*Records to use*:
──────────

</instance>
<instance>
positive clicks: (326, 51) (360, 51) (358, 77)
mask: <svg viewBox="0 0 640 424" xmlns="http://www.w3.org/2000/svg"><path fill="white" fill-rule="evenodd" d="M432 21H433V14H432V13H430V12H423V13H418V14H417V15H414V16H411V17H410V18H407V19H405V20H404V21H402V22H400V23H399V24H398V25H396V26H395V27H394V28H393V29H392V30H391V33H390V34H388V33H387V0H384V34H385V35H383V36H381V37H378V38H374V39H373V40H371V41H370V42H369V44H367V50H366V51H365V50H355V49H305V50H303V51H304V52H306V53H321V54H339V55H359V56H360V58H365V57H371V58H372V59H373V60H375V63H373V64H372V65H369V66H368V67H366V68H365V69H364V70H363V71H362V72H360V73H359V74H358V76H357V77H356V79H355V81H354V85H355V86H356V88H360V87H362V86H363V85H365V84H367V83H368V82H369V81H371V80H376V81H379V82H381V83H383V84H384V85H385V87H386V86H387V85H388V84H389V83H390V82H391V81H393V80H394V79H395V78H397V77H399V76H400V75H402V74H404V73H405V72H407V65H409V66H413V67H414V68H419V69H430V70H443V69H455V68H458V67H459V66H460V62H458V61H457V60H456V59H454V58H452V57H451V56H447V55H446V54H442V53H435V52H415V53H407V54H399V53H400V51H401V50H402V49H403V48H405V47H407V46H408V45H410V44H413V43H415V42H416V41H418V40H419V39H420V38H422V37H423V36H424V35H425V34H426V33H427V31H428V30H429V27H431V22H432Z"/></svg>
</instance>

──────────

*How to complete this task*: Rewrite the data above, putting "foreground clicks" wherever "positive clicks" appears and leaving every other character as it is.

*Result*:
</instance>
<instance>
foreground clicks: (326, 51) (360, 51) (358, 77)
mask: <svg viewBox="0 0 640 424" xmlns="http://www.w3.org/2000/svg"><path fill="white" fill-rule="evenodd" d="M432 21H433V14H432V13H430V12H423V13H418V14H417V15H414V16H411V17H410V18H407V19H405V20H404V21H402V22H400V23H399V24H398V25H396V26H395V27H394V28H393V29H392V30H391V33H390V34H388V33H387V0H384V34H385V35H383V36H381V37H378V38H374V39H373V40H371V41H370V42H369V44H367V50H366V51H365V50H355V49H305V50H303V51H304V52H306V53H321V54H339V55H359V56H360V58H365V57H371V58H372V59H373V60H375V63H373V64H372V65H369V66H368V67H366V68H365V69H364V70H363V71H362V72H360V73H359V74H358V76H357V77H356V79H355V81H354V85H355V86H356V88H360V87H362V86H363V85H365V84H367V83H368V82H369V81H371V80H376V81H379V82H381V83H383V84H384V85H385V87H386V86H387V85H388V84H389V83H390V82H391V81H393V80H394V79H395V78H397V77H399V76H400V75H402V74H404V73H405V72H407V65H409V66H413V67H414V68H419V69H430V70H443V69H455V68H458V67H459V66H460V62H458V61H457V60H456V59H454V58H452V57H451V56H447V55H446V54H442V53H435V52H415V53H407V54H399V53H400V51H401V50H402V49H403V48H405V47H407V46H408V45H410V44H413V43H415V42H416V41H418V40H419V39H420V38H422V37H423V36H424V35H425V34H426V33H427V31H428V30H429V27H431V22H432Z"/></svg>
</instance>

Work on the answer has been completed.